_Task 1:_ Reproduce the part of the article on school bags that opens with the words containing "The stress of" and closes with "curvature, Wilmarth says.", substituting "stiffness" for "muscle pain".
_Task 2:_ According to the article on school bags, which program does Dr. Mary Ann Wilmarth direct?

_Exercise passage:_
=-=-=-=-=
When it comes time to tote books and homework to and from school, might more children be using urban-style messenger bags than the sturdy stalwart backpack this year?
Toward the end of the last school year, 8-year-old Anita Baume, the daughter of Teen Vogue fashion market director Gloria Baume, traded a backpack her mom had given her for a beat-up messenger bag.
Gloria Baume really thought she had picked a "cool" backpack, but she says that with her readers, too, backpacks are "done."
That's not necessarily good news for students' backs, says Dr. Mary Ann Wilmarth, director of the doctor of physical therapy program at Northeastern University's School of Professional and Continuing Studies.
"You want any weight you are carrying close to your torso or trunk," Wilmarth says. "If you have a significant amount of weight in a bag, a good backpack is better because it centralizes it. A messenger bag is lopsided."
The stress of carrying a too-heavy bag can cause muscle pain in kids' backs or necks, or, in children already with slight scoliosis, there can be a increase in the spine's curvature, Wilmarth says.
The best backpacks are those more likely used for camping - they have a frame and rests on the hips. Short of that, choose one that's not too big and has a waistband and padded shoulders, says Wilmarth, also a spokeswoman for the American Physical Therapy Association. "You want a backpack that doesn't allow too much to fit in it because, if you have room, you'll fill it."
But even Wilmarth acknowledges the style appeal of the messenger bag. Her tip: At least wear it diagonally across the body to help distribute the weight instead of over the shoulder like a laptop bag or purse.
=-=-=-=-=
_Data records:_
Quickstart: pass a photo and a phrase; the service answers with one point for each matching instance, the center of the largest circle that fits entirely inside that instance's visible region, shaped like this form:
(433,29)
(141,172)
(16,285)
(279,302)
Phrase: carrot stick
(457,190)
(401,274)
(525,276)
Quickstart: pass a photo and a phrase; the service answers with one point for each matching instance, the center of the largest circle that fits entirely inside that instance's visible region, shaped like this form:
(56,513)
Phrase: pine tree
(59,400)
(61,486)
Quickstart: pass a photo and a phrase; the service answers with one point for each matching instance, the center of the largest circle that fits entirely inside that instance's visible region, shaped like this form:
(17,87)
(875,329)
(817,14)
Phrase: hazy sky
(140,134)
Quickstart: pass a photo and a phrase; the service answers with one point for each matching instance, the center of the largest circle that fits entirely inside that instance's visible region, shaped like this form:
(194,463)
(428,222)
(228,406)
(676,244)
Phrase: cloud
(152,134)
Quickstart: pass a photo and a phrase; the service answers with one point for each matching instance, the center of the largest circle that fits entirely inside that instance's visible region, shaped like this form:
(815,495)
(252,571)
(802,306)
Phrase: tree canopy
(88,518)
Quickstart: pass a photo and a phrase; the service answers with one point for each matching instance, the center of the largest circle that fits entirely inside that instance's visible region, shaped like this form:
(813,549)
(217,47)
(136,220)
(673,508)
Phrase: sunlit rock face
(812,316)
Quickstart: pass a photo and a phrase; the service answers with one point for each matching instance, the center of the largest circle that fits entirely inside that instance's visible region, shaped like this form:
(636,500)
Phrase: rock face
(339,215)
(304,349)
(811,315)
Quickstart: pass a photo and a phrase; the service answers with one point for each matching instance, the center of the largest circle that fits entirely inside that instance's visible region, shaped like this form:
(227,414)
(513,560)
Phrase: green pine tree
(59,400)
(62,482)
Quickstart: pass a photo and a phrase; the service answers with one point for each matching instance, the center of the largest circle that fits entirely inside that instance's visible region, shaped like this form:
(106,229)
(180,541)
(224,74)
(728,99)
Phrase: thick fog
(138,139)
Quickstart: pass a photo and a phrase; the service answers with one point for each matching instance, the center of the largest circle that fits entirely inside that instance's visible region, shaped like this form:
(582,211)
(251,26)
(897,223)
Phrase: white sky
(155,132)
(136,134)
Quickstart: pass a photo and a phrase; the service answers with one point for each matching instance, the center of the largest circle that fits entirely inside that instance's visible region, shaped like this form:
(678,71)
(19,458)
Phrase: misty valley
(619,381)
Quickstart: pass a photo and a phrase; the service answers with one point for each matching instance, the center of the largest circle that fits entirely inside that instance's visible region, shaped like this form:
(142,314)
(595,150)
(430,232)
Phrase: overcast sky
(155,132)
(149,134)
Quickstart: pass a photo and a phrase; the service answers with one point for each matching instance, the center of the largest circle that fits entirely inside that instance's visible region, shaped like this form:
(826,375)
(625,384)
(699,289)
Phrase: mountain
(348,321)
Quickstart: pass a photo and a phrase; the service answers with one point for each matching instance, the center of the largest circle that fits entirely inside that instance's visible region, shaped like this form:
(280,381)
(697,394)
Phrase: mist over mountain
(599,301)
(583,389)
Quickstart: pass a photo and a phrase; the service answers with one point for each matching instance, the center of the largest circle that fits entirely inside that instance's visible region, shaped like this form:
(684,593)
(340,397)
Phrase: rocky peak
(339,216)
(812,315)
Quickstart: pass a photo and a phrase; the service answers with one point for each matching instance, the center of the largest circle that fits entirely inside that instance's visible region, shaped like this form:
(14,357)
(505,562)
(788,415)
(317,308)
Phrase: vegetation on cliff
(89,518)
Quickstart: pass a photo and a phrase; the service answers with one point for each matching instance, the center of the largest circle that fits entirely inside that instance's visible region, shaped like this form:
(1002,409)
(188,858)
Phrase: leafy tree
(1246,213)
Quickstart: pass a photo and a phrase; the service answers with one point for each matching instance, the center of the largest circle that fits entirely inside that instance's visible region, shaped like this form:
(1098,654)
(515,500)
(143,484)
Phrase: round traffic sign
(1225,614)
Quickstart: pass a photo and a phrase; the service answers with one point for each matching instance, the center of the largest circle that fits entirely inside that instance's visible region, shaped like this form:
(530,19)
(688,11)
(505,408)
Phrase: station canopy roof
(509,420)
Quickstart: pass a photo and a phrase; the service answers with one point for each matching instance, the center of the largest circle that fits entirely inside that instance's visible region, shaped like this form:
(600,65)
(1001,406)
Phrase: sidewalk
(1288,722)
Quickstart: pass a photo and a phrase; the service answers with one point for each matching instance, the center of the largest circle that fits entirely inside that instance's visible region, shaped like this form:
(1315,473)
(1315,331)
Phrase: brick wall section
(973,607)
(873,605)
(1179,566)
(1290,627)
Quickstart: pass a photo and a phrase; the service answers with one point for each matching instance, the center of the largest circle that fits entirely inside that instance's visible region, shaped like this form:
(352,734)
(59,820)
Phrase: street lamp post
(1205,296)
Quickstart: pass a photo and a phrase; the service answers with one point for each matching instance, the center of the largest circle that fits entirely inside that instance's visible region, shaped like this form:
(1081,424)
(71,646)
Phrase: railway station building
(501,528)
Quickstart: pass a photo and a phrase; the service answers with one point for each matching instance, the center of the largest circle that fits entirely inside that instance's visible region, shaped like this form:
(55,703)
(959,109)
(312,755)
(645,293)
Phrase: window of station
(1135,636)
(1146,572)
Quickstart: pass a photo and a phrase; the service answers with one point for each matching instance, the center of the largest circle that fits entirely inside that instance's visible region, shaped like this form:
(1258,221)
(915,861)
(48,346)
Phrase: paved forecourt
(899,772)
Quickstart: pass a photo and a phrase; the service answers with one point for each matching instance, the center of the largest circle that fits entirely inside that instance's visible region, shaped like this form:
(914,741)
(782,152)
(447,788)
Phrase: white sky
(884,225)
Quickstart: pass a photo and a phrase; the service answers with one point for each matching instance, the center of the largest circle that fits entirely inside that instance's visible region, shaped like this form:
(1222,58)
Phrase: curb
=-=-=-=-=
_Expected answer 1:_
The stress of carrying a too-heavy bag can cause stiffness in kids' backs or necks, or, in children already with slight scoliosis, there can be a increase in the spine's curvature, Wilmarth says.

_Expected answer 2:_ The doctor of physical therapy program at Northeastern University's School of Professional and Continuing Studies.